Extracted text
I-4: Byzantine Musical Symbols, add properties or remove: Not accepted
It seems premature to classify some of those symbols as combining as per clause 4.12 of ISO/IEC 10646-1. They also don’t seem to comply with the definition of the composite sequence (clause 4.14 of the same standard). According to the documents received during the processing of these characters, these symbols are located in different lines that are ‘stacked’ above or below the regular text and don’t bear a strict association with the related text. As seen through the Unicode Standard 2.0 and 3.0, combining characters have seen very strict rules developed concerning their association with non-combining characters. The exact placement of Byzantine Musical Symbols in relation with other characters should be governed by protocols outside the scope of this standard.
Therefore it is not necessary to develop Unicode properties before encoding these characters.
It should be emphasized that the next phase (FCD) will allow the national bodies to further refine the repertoire and properties based on additional feedback from their expert communities.
I-5: Western Musical Symbols, clarify or remove: Not accepted
The comment hints at implementation questions concerning the Western Musical Symbols having to do with ‘Beam’ without expressing these issues. Annex E (informative) describes in some details those characters. The Annex can be further developed as long as Ireland provides more details about its concerns. The repertoire was developed using the expertise of several experts in musical notation, and it is the responsibility of each member body to bring up feedback from their expert communities. As mentioned in the answer to the German comments, this repertoire is not aiming at representing a full musical scoring model. Another standard should cover this.
I-6: Mathematical Alphanumeric Symbols: replace monospace by monowidth: Accepted
I-6: Mathematical Alphanumeric Symbols: Improve PI Symbols Accepted
of this disposition of comment, Ireland changes its vote from NO to YES.
Japan: comments (page 19-32) of document SC2 N3412):
J-1: clause 10.3, separate in two sub-clauses: Accepted
One clause 10.3.1 for structure and a clause 10.3.2 for the Tag characters will be added
J-2: clause 10:3, add a sentence about TAGS functionality in 10.3: Accepted
J-3: clause 10:2, source information of CJK ideographs to be normative,…: Accepted
When the CD was developed it was not clear yet how the publication of ISO/IEC 10646 would evolve. With part 1 near its second edition, it is clear now that we are going toward a model of pure electronic distribution. In this model a document can be made of several entities that can be accessed individually. Therefore the clause definitions can be in one entity, while the normative reference data can be specified in another entity whose format is still human readable but better suited for software processing. The sum of these entities still makes the standard.
To alleviate Japanese concerns, clause 10.2 will make clearer that the normative reference data containing the CJK ideographs source informative is part of the standard. For example the last sentence of the first paragraph (The source reference… a separate document) will be removed and replaced by text describing the connection between this entity and the source data. The source data will become a normative annex of this standard.

Information
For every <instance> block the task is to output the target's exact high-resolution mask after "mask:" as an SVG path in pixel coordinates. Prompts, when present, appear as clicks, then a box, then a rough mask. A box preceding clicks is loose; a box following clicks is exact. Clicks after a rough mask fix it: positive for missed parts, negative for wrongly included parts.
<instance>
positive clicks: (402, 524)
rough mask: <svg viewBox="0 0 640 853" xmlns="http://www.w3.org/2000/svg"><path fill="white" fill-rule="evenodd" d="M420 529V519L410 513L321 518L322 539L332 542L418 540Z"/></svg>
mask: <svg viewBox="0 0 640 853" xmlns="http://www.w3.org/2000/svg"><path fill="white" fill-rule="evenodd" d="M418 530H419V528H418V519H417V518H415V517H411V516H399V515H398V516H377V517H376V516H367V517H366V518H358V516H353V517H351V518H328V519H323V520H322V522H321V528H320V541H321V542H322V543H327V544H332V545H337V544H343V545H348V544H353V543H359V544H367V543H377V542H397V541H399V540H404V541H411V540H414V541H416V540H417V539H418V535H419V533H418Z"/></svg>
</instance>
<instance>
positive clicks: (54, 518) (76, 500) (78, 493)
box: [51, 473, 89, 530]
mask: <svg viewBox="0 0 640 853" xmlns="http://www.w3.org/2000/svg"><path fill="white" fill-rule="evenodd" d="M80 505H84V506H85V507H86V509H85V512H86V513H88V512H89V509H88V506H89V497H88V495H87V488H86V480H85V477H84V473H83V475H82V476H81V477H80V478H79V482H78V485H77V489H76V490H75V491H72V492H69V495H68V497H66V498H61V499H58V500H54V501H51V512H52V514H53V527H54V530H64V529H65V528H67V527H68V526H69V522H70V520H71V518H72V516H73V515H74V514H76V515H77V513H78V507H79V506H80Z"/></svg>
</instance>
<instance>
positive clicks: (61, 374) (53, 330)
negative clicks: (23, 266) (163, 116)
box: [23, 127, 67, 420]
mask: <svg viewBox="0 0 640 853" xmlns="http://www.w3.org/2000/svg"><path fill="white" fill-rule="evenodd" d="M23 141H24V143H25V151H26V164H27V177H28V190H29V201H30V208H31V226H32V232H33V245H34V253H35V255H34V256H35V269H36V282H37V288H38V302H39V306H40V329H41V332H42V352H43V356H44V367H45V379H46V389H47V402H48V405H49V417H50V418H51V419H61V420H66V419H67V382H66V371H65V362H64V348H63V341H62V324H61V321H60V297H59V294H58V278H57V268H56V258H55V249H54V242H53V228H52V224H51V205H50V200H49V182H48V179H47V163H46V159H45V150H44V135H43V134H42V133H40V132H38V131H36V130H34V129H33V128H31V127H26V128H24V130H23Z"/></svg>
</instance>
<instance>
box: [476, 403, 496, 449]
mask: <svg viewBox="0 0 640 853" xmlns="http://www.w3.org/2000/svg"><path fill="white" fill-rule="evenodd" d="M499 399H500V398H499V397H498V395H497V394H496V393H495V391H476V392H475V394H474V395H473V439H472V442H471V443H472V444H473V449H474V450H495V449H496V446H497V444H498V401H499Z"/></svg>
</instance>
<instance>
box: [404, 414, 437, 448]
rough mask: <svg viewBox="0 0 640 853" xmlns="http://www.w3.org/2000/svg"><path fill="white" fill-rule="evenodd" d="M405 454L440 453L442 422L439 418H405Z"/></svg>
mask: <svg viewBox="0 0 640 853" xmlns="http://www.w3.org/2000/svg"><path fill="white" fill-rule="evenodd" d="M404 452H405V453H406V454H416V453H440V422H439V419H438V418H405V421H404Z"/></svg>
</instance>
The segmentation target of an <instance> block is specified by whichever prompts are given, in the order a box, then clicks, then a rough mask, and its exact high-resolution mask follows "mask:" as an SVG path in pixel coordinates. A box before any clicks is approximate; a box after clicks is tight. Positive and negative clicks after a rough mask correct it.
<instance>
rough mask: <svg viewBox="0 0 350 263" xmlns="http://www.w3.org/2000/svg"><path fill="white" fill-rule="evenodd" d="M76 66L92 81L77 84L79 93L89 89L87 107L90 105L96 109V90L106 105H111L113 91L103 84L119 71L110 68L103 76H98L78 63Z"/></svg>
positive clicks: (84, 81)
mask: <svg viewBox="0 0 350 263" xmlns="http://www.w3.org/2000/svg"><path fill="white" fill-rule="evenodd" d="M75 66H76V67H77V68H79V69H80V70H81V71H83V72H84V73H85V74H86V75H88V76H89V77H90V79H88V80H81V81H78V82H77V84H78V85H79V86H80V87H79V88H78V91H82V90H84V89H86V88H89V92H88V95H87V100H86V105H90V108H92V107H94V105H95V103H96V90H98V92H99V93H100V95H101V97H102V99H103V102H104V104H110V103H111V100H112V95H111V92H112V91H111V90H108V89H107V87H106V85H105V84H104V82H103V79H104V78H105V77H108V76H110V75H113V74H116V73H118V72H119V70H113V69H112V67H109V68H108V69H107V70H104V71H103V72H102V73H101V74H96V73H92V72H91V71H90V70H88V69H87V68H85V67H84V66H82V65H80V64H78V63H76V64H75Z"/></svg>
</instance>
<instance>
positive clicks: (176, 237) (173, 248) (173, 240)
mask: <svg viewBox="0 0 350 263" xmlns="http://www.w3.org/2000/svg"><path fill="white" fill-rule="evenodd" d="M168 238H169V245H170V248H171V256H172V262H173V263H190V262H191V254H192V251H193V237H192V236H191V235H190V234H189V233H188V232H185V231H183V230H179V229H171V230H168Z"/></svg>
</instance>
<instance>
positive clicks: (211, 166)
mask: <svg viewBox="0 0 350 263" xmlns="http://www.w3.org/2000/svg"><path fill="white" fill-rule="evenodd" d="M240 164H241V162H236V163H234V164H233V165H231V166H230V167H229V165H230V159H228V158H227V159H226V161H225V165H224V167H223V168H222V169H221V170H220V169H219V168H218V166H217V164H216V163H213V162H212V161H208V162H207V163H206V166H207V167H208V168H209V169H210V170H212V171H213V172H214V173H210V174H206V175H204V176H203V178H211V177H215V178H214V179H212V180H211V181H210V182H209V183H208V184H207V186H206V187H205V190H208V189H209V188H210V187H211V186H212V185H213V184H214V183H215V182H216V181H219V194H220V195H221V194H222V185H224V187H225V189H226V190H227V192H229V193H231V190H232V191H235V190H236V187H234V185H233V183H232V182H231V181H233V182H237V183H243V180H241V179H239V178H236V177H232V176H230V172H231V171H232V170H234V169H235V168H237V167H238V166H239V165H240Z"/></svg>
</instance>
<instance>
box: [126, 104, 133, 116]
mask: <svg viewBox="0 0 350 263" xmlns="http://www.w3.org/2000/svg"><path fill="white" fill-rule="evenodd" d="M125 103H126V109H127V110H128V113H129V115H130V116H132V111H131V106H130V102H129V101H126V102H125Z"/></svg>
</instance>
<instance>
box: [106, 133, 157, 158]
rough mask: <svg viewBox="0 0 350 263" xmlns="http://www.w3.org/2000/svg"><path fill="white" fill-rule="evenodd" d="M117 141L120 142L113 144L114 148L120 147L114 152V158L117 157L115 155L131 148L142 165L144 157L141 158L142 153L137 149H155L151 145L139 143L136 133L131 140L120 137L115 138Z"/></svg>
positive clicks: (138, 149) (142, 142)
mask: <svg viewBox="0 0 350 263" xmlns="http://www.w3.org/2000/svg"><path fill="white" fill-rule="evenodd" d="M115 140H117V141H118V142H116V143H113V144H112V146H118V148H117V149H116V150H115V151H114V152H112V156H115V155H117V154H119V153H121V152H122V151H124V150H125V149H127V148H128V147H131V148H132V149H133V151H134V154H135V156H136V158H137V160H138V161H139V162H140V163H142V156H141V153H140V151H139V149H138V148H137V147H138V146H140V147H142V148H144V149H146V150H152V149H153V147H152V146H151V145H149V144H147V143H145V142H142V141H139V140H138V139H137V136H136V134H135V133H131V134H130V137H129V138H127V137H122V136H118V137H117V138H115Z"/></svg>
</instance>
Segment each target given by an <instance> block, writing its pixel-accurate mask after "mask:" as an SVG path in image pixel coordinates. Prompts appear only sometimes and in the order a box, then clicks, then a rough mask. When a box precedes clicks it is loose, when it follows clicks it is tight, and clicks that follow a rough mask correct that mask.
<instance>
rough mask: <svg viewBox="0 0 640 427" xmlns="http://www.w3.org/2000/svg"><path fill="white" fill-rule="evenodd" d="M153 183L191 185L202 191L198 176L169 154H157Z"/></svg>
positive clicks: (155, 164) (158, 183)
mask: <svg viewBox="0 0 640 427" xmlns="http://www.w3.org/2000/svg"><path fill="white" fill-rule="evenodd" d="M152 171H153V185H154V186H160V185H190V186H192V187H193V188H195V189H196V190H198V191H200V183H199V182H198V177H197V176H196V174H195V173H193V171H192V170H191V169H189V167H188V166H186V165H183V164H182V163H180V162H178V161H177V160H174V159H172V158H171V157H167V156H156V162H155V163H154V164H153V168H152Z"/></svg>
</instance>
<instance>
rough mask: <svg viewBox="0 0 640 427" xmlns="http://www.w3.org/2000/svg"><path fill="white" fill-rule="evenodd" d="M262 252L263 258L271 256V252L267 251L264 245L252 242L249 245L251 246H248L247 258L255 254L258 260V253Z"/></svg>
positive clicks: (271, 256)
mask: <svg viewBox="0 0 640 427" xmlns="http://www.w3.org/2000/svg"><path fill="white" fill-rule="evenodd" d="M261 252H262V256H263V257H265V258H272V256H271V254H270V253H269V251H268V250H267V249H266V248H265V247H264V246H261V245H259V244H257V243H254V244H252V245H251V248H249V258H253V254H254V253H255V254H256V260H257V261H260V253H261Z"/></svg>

Work task
Continue the disposition of national body comments on the ISO/IEC 10646 draft from the point where it stops.

Result for this task
J-4: clause 10:2, format information is a separate sub-clause: Accepted
It will be made clearer which parts of the source information corresponds to each of the G, T, J, K and V sources by grouping them following these indexes in the new sub-clause.
J-5: clause 10:3, Specify Hanzi, Hanja, Kanji…: Accepted
These terms are used in Part-1 (see clause 27 and Annex S) without specific explanations. The terms will be more tightly connected to the source (G, T, J, K, V), to show the connection between the national terminology (like Kanji) and the national entity (in this case ‘J’ or Japan).
J-6: clause 10:3, Specify Japanese source JIS X 0213:2000: Accepted
When this CD was created, that JIS standard was not yet final. Now it is obviously preferable to mention that source. The editor expects to be provided by IRG a new data source using the JIS X 213 index instead of the transitional JPNddd notation used until now.
J-7: clause 1, Remove Note: Not accepted
The Note was specifically asked during the previous phase by the US and corresponds to a similar note in Part 1 of the standard. It makes easier for the reader to relate this standard to the work done by the Unicode Consortium. The relationship between ISO/IEC SC2/WG2 and the Unicode Consortium is an important point in the success of these technical works, and the annex is a materialization of this coordination.
J-8: clause 2 (conformance) , Needed?: Accepted
Change conformance of Part 2 will be changed to:
“Conformance to this part is specified in ISO/IEC 10646-1:2000.”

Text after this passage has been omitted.